Problem A »
Gather every line of the listing that contains the word "leaves", where case counts.

Is Trade School Worth It in 2026?

Jul 16 2026

“Is trade school worth it?” has become one of the most searched career questions of the decade — and for good reason. Four-year college enrollment has flattened, AI is reshaping which desk jobs feel secure, and a new generation is asking whether a faster, hands-on path into a skilled trade makes more sense than a traditional degree. Here’s what the 2026 data actually shows — measured in demand, time, and job security, not dollar signs.

The Skilled Trades Shortage Is Real

Skilled trades aren’t a fallback option in 2026 — they’re one of the more stable corners of the labor market, largely because there simply aren’t enough workers to fill the openings. The U.S. Bureau of Labor Statistics projects electrician employment to grow 9% from 2024 to 2034, well above the average for all occupations, with about 81,000 electrician openings projected per year over the decade — a mix of new positions and openings created as experienced electricians retire (BLS Occupational Outlook Handbook: Electricians). Plumbers, pipefitters, and steamfitters are projected to see 4% growth with about 44,000 openings per year over the same period (BLS Occupational Outlook Handbook: Plumbers, Pipefitters, and Steamfitters).

Problem B »
From the trade school article, write out the part that opens with the words "Skilled trades aren’t" and closes with "Pipefitters, and Steamfitters).", swapping each "openings" for "vacancies".

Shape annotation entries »
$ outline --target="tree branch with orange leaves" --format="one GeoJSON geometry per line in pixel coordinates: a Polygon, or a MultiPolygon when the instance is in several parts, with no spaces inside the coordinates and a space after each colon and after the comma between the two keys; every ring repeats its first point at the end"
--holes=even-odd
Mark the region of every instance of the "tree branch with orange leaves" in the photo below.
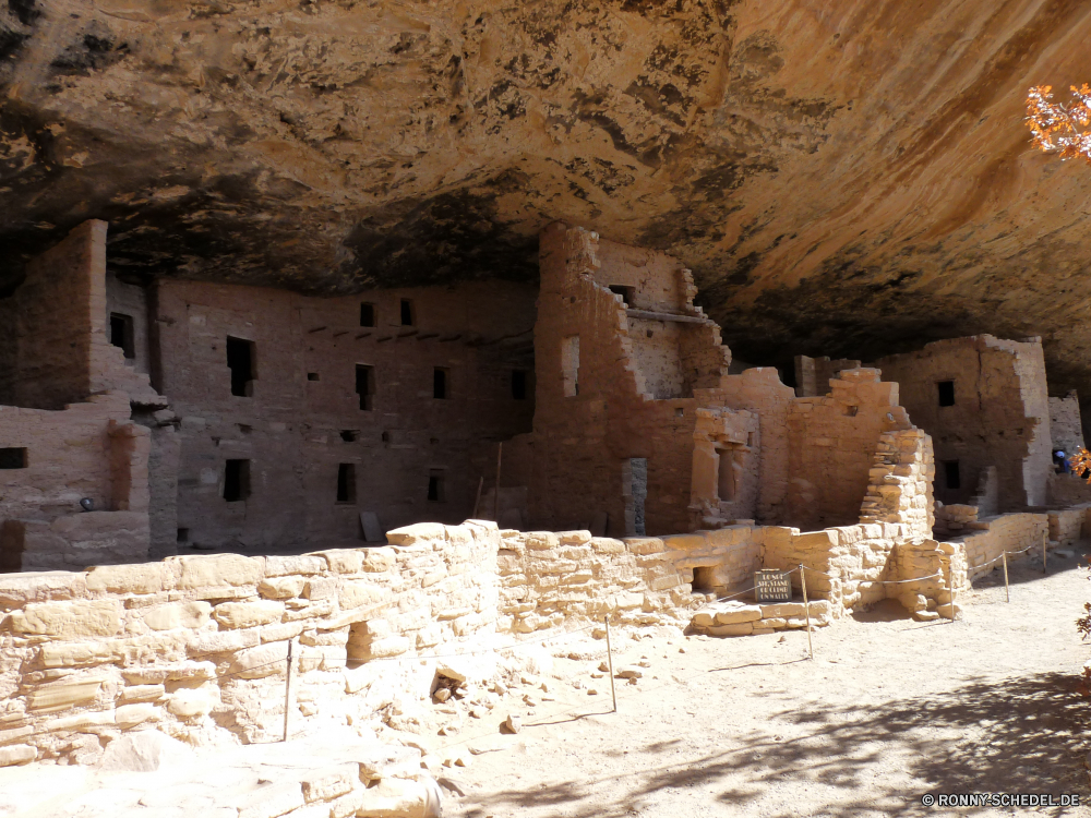
{"type": "Polygon", "coordinates": [[[1064,159],[1083,157],[1091,163],[1091,87],[1070,86],[1075,100],[1053,101],[1052,85],[1035,85],[1027,94],[1027,124],[1034,144],[1064,159]]]}

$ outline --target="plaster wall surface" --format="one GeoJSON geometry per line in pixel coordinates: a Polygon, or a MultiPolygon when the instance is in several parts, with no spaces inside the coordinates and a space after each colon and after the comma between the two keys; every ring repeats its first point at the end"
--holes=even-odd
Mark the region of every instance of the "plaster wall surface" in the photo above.
{"type": "Polygon", "coordinates": [[[153,303],[161,389],[180,419],[177,528],[190,543],[358,540],[360,512],[377,513],[384,529],[463,519],[479,479],[492,481],[496,443],[530,429],[526,286],[317,299],[160,281],[153,303]],[[361,326],[362,303],[374,326],[361,326]],[[251,345],[243,396],[232,395],[228,337],[251,345]],[[225,498],[228,460],[248,461],[239,500],[225,498]]]}
{"type": "Polygon", "coordinates": [[[875,365],[899,384],[909,417],[933,437],[937,500],[967,503],[981,471],[995,466],[1000,510],[1046,502],[1050,407],[1039,339],[955,338],[875,365]],[[940,383],[954,384],[949,406],[940,406],[940,383]],[[957,464],[958,488],[948,483],[956,467],[947,464],[957,464]]]}

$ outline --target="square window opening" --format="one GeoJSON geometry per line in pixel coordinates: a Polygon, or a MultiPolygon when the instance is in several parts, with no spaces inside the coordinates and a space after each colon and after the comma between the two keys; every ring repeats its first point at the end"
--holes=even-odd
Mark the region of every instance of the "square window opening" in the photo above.
{"type": "Polygon", "coordinates": [[[374,326],[375,325],[375,305],[362,303],[360,304],[360,326],[374,326]]]}
{"type": "Polygon", "coordinates": [[[337,466],[337,502],[356,503],[356,465],[343,462],[337,466]]]}
{"type": "Polygon", "coordinates": [[[948,489],[962,488],[962,477],[959,474],[958,460],[944,461],[944,484],[948,489]]]}
{"type": "Polygon", "coordinates": [[[250,460],[228,460],[224,467],[224,500],[239,503],[250,496],[250,460]]]}
{"type": "Polygon", "coordinates": [[[621,300],[625,303],[625,306],[633,305],[633,292],[635,290],[635,287],[627,287],[623,284],[610,285],[610,291],[615,296],[621,296],[621,300]]]}
{"type": "Polygon", "coordinates": [[[0,448],[0,469],[25,469],[26,467],[25,448],[0,448]]]}
{"type": "Polygon", "coordinates": [[[443,469],[432,469],[428,473],[428,498],[432,503],[443,503],[446,501],[446,486],[444,485],[443,469]]]}
{"type": "Polygon", "coordinates": [[[256,371],[256,347],[244,338],[227,337],[227,366],[231,370],[231,394],[240,398],[253,396],[256,371]]]}
{"type": "Polygon", "coordinates": [[[955,382],[939,381],[936,384],[939,394],[939,406],[955,406],[955,382]]]}
{"type": "Polygon", "coordinates": [[[110,344],[121,347],[127,360],[136,357],[136,345],[133,340],[133,316],[119,312],[110,313],[110,344]]]}
{"type": "Polygon", "coordinates": [[[694,593],[712,593],[716,590],[716,568],[711,565],[694,568],[691,587],[694,593]]]}
{"type": "Polygon", "coordinates": [[[443,366],[432,370],[432,397],[436,400],[446,400],[451,397],[449,371],[443,366]]]}
{"type": "Polygon", "coordinates": [[[374,366],[362,363],[356,365],[356,394],[360,398],[360,410],[370,412],[374,405],[375,373],[374,366]]]}
{"type": "Polygon", "coordinates": [[[512,397],[515,400],[527,399],[527,372],[526,370],[512,370],[512,397]]]}

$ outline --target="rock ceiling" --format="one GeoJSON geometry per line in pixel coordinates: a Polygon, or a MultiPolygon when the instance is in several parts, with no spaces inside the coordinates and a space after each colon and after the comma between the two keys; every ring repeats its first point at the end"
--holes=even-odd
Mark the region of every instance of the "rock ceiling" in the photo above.
{"type": "Polygon", "coordinates": [[[533,280],[553,219],[691,266],[735,353],[1042,335],[1091,398],[1091,167],[1027,88],[1086,0],[7,0],[0,288],[110,263],[310,292],[533,280]]]}

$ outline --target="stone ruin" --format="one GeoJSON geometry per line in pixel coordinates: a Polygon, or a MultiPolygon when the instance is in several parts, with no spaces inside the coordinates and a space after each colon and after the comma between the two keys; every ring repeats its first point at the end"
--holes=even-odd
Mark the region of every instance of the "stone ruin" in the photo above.
{"type": "Polygon", "coordinates": [[[537,292],[139,286],[106,242],[82,225],[0,300],[2,765],[381,731],[604,619],[952,617],[1000,553],[1087,525],[1038,338],[800,357],[793,387],[733,365],[675,260],[563,224],[537,292]],[[763,568],[795,599],[754,603],[763,568]]]}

Full solution A »
$ outline --target="tree branch with orange leaves" --format="one GeoJSON geometry per line in pixel coordinates: a Polygon, or a MultiPolygon when the instance is in several parts, with no spaces inside the coordinates and a space after each colon and after the comma between the two keys; every ring repeats its first point at the end"
Mark the region of every instance of the "tree branch with orange leaves" in the photo below.

Full solution B »
Skilled trades aren’t a fallback option in 2026 — they’re one of the more stable corners of the labor market, largely because there simply aren’t enough workers to fill the vacancies. The U.S. Bureau of Labor Statistics projects electrician employment to grow 9% from 2024 to 2034, well above the average for all occupations, with about 81,000 electrician vacancies projected per year over the decade — a mix of new positions and vacancies created as experienced electricians retire (BLS Occupational Outlook Handbook: Electricians). Plumbers, pipefitters, and steamfitters are projected to see 4% growth with about 44,000 vacancies per year over the same period (BLS Occupational Outlook Handbook: Plumbers, Pipefitters, and Steamfitters).